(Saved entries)
=== Begin Enclosure ===
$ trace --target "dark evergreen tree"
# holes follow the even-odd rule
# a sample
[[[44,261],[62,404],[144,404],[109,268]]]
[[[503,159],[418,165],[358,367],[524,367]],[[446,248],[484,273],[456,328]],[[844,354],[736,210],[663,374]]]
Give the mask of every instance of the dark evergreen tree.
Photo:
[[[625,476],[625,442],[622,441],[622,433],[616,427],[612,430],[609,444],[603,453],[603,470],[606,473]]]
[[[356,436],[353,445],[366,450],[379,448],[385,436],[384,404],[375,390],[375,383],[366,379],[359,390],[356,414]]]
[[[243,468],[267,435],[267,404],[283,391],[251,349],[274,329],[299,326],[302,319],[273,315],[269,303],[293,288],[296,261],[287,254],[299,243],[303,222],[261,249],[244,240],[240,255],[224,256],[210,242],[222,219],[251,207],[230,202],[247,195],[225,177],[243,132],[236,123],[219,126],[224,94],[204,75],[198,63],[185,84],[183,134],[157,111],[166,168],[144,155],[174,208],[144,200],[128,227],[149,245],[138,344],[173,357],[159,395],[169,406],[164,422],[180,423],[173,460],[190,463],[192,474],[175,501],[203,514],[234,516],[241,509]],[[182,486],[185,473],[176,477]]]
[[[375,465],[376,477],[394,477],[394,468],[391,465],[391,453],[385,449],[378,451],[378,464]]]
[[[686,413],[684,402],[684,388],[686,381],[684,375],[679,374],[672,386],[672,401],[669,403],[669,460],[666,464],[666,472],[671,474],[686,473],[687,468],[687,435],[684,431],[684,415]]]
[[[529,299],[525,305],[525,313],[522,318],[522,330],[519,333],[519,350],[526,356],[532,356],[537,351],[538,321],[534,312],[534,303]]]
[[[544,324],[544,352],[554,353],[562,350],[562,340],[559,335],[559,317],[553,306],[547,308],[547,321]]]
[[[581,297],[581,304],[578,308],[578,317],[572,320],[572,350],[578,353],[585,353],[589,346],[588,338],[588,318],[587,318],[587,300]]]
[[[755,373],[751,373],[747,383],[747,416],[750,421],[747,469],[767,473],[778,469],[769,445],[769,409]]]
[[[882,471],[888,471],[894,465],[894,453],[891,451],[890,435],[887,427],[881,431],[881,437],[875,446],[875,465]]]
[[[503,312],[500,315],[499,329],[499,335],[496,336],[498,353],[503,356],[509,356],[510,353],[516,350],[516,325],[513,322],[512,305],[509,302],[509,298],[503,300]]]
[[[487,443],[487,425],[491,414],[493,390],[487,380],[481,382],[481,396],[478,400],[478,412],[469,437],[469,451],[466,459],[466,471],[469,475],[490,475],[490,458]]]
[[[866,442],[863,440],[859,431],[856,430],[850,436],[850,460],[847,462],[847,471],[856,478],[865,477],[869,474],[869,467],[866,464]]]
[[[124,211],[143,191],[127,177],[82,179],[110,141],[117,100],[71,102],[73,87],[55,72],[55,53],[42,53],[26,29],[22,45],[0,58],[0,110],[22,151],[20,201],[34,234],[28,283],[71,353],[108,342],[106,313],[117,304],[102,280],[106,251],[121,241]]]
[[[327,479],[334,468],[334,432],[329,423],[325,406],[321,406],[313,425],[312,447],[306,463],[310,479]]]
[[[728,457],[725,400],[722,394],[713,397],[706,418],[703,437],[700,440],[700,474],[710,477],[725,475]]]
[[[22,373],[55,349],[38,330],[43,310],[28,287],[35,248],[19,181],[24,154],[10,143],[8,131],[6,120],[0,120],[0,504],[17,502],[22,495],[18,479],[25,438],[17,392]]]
=== End Enclosure ===
# [Action item]
The answer must be every line of the records above that holds the word "dark".

# [Task response]
$ trace --target "dark evergreen tree"
Give the mask of every instance of the dark evergreen tree.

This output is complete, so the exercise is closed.